(Rows from a dataset for labeling boxes)

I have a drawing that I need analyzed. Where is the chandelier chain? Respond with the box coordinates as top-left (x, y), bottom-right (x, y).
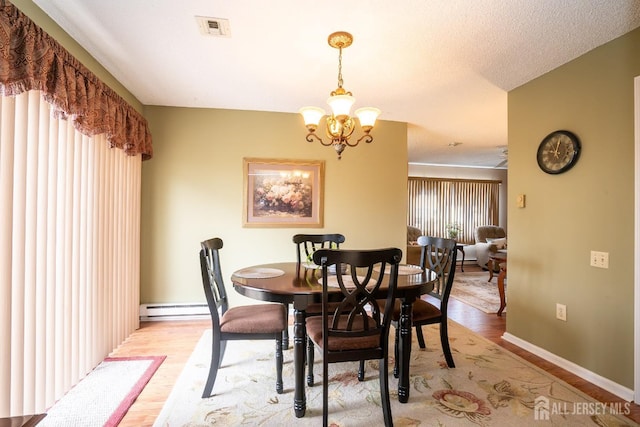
top-left (338, 47), bottom-right (343, 88)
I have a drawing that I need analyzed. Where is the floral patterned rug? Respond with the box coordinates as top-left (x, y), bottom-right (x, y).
top-left (451, 271), bottom-right (508, 313)
top-left (154, 322), bottom-right (637, 427)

◆ **Your instructions**: Can you put the material above into a two-column CSV with the columns request and answer, one row per request, where each request's text and its answer each sit in a single quoted field with any line breaks replaced by spaces? Leave the pictures out.

◆ **Exercise response**:
request,answer
"I have a drawing that I need analyzed. Where is the chandelier chain? Respond with the box coordinates as top-left (x, y), bottom-right (x, y).","top-left (338, 47), bottom-right (343, 88)"
"I have a drawing that I need analyzed. Where is the floral patterned rug? Respond with the box coordinates as top-left (x, y), bottom-right (x, y).","top-left (451, 271), bottom-right (508, 313) top-left (154, 322), bottom-right (637, 427)"